EJERCICIO ESCRITO. Reproduce todas las entradas siguientes sin modificar ningún carácter.

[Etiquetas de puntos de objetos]
((
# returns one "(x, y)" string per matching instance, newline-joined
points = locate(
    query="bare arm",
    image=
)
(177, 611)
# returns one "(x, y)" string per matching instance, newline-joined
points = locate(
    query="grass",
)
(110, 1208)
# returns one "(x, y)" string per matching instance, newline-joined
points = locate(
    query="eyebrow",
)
))
RESPUESTA DEL EJERCICIO.
# returns one "(x, y)" string per matching instance, newline-joined
points = locate(
    query="bare arm",
    image=
)
(177, 611)
# returns one "(x, y)" string per matching instance, newline-joined
points = locate(
    query="grass",
)
(110, 1208)
# returns one "(x, y)" string per matching instance, newline-joined
points = locate(
    query="eyebrow",
)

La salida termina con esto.